### Article ###
# Will UK bathroom fittings fit in Spain?



## Waterfall (Jan 17, 2018)

Hi
I'm new to the forum and (hopefully) to Spain.
We are buying a flat in central Alicante which needs renovating.
My particular question is can UK brassware (wall mounted taps and shower valve etc) be adapted for use with standard Spanish plumbing? (or more to the point is it relatively straightforward, rather than technically possible but a ridiculous faff!?)

Might it be wise to take some UK fittings, like "irons" for the shower valve to give more options for connection to Spanish pipework??

I plan to do some work myself but will want to get a plumber and electrician (who speak English) and would be very grateful for any recommendations of tradesmen or how to find them.

Thanks

Ps. Please don't say "why don't you just buy them in Spain, they have taps in Spain" etc. Obviously I know that


----------



## snikpoh (Nov 19, 2007)

The simple answer is - YES

BUT WHY?


----------



## Waterfall (Jan 17, 2018)

snikpoh said:


> The simple answer is - YES
> 
> BUT WHY?


Heehee.
Thanks Snikpoh.
The simple answer is I am a kitchen and bathroom designer!
I know exactly what I want and so far haven't been able to find it in Spain (searching on internet).
I am open to doing work in the Alicante region in future, but it will take time to set up Spanish suppliers and tradesmen, and to learn better Spanish.
Refurbishing our own place will provide invaluable experience.

In the meantime if anyone knows where I can buy a contemporary 2 hole, wall mounted basin mixer in gold finish in Spain for €114 I will be eternally grateful!


----------
###
◆ **Written instruction 1**
Count how many lines in the entries contain the word "wrapped", treating uppercase and lowercase as different. Reply with the number only.
The thread above has no connection to the entries that come after it.
### Records provided ###
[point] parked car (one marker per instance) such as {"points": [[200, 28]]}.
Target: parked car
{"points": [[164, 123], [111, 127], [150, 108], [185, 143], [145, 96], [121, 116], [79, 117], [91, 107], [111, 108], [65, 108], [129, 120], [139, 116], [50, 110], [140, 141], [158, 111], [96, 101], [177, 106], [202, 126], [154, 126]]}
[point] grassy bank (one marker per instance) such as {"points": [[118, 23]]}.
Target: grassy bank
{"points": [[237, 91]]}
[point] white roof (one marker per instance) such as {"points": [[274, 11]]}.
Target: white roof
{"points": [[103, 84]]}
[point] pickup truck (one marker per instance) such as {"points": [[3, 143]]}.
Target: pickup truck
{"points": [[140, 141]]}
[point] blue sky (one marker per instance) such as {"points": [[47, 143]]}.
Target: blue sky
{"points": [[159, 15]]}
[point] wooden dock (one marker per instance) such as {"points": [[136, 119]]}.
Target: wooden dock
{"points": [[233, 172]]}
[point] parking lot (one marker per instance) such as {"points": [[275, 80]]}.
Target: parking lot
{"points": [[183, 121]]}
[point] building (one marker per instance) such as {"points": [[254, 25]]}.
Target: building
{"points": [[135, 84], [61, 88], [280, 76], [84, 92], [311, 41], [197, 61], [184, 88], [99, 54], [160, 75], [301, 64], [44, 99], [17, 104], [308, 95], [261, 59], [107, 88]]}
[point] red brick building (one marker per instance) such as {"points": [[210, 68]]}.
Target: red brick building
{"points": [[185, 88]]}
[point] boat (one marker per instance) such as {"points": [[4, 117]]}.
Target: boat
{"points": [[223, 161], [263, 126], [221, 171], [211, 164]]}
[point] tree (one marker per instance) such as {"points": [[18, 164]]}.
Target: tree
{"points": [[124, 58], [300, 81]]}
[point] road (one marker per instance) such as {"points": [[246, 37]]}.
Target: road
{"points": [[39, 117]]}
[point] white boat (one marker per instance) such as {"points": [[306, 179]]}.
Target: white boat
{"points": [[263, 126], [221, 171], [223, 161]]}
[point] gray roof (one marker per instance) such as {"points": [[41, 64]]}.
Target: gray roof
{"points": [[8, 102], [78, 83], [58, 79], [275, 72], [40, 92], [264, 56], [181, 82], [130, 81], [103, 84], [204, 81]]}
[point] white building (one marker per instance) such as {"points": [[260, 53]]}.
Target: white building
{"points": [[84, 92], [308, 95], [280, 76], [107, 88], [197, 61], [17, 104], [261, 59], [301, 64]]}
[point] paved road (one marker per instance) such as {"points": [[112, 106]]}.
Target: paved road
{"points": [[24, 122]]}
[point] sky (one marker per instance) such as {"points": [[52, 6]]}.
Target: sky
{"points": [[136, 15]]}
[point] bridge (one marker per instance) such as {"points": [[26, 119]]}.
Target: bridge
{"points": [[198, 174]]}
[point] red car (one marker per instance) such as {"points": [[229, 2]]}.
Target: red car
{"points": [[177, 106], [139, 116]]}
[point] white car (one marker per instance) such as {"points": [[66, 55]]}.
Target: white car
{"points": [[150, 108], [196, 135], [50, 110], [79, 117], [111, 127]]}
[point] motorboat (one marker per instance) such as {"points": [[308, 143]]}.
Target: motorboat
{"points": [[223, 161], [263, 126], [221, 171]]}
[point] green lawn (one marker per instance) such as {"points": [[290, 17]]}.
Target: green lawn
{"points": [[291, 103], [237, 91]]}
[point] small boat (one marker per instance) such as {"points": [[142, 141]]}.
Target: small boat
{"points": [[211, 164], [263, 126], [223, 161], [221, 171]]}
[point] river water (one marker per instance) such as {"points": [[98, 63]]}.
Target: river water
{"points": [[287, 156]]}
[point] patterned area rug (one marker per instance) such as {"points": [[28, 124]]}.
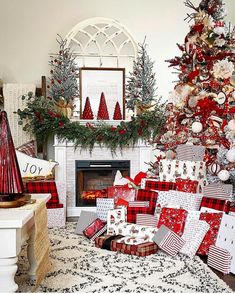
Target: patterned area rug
{"points": [[78, 266]]}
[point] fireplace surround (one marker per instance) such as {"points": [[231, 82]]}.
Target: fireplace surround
{"points": [[94, 176], [66, 155]]}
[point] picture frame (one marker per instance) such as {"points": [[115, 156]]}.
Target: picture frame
{"points": [[95, 80]]}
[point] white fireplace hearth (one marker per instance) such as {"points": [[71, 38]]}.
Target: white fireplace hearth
{"points": [[66, 155]]}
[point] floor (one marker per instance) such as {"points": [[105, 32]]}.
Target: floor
{"points": [[228, 279]]}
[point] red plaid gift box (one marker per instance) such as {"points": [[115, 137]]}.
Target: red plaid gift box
{"points": [[143, 249], [159, 186], [173, 218], [214, 220], [168, 241], [218, 204], [125, 193], [105, 241], [219, 259], [42, 187], [142, 195], [186, 185]]}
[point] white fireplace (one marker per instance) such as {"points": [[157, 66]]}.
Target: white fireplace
{"points": [[66, 155]]}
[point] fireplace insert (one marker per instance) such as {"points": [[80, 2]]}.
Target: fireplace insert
{"points": [[94, 176]]}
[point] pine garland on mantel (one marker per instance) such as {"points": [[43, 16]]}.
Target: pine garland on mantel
{"points": [[43, 119]]}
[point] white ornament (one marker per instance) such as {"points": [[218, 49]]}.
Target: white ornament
{"points": [[231, 125], [223, 175], [230, 156], [196, 127]]}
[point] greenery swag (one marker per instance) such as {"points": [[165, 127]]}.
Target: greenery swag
{"points": [[42, 118]]}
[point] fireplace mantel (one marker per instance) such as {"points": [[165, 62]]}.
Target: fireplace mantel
{"points": [[66, 155]]}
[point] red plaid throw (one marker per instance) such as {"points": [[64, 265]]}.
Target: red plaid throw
{"points": [[143, 249], [40, 187], [142, 195], [160, 186], [218, 204]]}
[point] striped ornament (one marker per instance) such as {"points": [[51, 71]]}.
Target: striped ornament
{"points": [[218, 191], [168, 241], [219, 259], [138, 204], [146, 220]]}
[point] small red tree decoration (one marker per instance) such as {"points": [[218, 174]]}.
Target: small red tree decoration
{"points": [[11, 181], [117, 115], [87, 111], [103, 110]]}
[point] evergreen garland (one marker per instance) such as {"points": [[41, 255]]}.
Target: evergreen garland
{"points": [[44, 119]]}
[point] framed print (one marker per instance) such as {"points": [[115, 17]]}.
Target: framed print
{"points": [[109, 81]]}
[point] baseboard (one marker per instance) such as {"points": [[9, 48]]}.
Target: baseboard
{"points": [[75, 211]]}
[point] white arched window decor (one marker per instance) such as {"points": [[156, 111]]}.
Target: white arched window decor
{"points": [[101, 42]]}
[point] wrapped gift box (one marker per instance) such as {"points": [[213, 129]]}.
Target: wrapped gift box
{"points": [[114, 217], [116, 192], [190, 152], [193, 235], [152, 184], [218, 191], [146, 220], [217, 204], [226, 237], [186, 185], [219, 259], [103, 205], [143, 249], [168, 241], [170, 170], [184, 200], [214, 220], [174, 219], [105, 241]]}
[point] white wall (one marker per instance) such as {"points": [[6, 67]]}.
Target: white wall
{"points": [[28, 31]]}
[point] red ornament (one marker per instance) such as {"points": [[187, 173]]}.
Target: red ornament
{"points": [[87, 112], [11, 181], [103, 110], [117, 112]]}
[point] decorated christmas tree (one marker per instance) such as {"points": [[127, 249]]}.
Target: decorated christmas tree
{"points": [[87, 112], [140, 89], [63, 86], [11, 184], [103, 110], [202, 105], [117, 115]]}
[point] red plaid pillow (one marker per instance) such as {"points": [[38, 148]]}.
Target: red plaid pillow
{"points": [[186, 185], [93, 228], [28, 148]]}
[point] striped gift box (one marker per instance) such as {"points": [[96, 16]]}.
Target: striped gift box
{"points": [[138, 204], [219, 259], [168, 241], [99, 233], [218, 191], [143, 249], [190, 152], [193, 235], [146, 220], [217, 204]]}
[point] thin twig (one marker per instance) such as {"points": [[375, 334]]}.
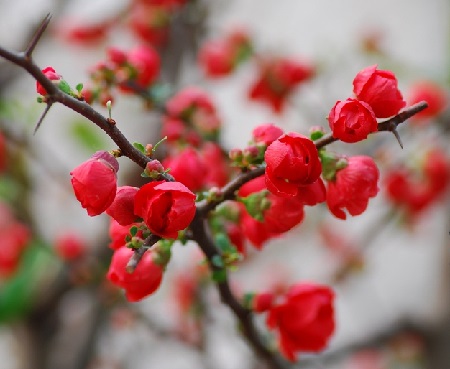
###
◆ **Written instruction 2**
Answer these questions about the bathroom fittings thread, one per line:
(a) In which city is the flat being bought?
(b) What job does Waterfall say they have?
(c) What price is given for the gold wall-mounted basin mixer Waterfall wants to find in Spain?

◆ **Task response 1**
2

◆ **Task response 2**
(a) Alicante (central Alicante)
(b) Kitchen and bathroom designer
(c) €114